= WRITTEN PROBLEM =
In the records below, starting with the line containing "Task: Could you identify the white dress" and going on through the line containing "<point>75,34</point>", change "white sneaker" to "white running shoe" and reproduce those lines with nothing else altered.

= Excerpt from a dataset =
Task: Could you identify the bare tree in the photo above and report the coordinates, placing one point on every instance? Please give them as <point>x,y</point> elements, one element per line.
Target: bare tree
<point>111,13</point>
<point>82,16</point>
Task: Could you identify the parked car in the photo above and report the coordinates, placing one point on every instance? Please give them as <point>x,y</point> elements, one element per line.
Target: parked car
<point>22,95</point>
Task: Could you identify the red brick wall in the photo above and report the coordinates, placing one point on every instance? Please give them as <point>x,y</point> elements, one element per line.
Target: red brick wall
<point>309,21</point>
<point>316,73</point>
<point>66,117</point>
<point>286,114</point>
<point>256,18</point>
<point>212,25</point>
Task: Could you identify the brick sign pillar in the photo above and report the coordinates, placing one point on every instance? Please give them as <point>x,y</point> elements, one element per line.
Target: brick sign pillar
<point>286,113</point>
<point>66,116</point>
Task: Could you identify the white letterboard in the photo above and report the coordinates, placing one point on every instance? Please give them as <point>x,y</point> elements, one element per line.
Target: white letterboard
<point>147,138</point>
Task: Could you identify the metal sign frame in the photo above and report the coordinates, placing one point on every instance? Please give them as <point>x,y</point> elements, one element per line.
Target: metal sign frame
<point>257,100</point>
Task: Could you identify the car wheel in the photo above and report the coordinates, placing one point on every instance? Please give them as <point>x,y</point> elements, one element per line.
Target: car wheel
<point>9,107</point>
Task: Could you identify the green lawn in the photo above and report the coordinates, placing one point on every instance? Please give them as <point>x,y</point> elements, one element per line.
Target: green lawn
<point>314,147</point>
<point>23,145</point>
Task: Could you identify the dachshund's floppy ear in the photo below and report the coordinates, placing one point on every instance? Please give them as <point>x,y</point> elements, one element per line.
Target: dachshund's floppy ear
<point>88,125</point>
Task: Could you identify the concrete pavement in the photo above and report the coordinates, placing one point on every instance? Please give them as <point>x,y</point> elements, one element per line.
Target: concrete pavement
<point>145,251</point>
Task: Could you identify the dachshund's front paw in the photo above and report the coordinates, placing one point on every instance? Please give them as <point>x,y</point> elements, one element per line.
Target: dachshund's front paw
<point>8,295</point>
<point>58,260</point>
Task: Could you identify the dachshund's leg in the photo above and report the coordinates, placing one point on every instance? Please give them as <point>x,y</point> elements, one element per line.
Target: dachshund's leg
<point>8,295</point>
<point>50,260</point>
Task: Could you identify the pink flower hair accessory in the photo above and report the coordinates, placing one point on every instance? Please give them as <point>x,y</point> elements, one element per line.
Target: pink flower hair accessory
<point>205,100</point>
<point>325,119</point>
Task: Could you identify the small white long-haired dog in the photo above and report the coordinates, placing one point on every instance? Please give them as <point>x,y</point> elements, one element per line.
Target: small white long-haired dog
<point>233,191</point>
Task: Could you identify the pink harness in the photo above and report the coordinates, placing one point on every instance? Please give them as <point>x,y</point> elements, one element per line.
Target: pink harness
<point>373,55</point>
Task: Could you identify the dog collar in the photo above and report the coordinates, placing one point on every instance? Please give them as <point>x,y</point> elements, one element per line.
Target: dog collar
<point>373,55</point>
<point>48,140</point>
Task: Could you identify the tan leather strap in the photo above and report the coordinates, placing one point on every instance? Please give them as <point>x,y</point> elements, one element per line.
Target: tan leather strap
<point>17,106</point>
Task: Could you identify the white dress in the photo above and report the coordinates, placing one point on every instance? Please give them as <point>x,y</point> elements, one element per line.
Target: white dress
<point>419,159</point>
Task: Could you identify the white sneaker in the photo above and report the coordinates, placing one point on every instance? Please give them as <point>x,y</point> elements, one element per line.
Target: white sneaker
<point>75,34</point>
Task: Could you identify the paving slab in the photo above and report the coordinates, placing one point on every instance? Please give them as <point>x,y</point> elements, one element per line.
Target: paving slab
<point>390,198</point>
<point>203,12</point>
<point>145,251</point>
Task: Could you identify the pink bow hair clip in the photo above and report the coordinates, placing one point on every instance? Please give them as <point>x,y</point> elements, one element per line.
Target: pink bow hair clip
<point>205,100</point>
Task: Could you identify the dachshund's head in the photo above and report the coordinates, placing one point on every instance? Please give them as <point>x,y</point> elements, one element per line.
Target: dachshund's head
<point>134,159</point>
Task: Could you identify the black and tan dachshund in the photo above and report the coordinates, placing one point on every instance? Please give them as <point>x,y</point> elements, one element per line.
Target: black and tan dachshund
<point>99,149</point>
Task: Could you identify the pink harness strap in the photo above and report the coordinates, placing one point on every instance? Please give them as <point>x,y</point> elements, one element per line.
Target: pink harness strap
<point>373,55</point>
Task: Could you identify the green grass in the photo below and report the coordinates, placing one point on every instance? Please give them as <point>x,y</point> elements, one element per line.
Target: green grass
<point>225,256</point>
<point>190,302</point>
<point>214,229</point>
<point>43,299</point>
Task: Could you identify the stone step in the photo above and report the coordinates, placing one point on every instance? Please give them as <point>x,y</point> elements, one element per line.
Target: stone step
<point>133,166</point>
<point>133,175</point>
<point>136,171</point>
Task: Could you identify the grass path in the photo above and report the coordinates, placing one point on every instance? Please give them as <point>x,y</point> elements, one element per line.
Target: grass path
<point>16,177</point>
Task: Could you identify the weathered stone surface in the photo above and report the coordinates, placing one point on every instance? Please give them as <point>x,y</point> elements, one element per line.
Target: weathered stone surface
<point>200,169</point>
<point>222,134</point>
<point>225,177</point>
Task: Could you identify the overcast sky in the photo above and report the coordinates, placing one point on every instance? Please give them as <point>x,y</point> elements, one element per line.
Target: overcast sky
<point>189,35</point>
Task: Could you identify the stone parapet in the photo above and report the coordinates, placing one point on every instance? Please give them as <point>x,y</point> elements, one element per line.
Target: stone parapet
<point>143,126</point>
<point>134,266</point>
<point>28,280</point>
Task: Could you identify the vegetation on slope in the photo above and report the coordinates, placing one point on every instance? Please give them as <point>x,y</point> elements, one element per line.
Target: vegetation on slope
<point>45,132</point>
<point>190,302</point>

= OUTPUT FOR THIS TASK =
Task: Could you identify the white dress in the photo above and report the coordinates, placing one point on every instance? Please give them as <point>x,y</point> elements, one element per line.
Target: white dress
<point>419,159</point>
Task: Could you identify the white running shoe in the photo above and report the coordinates, placing one point on every instance? Please give them as <point>x,y</point> elements, one element per line.
Target: white running shoe
<point>75,34</point>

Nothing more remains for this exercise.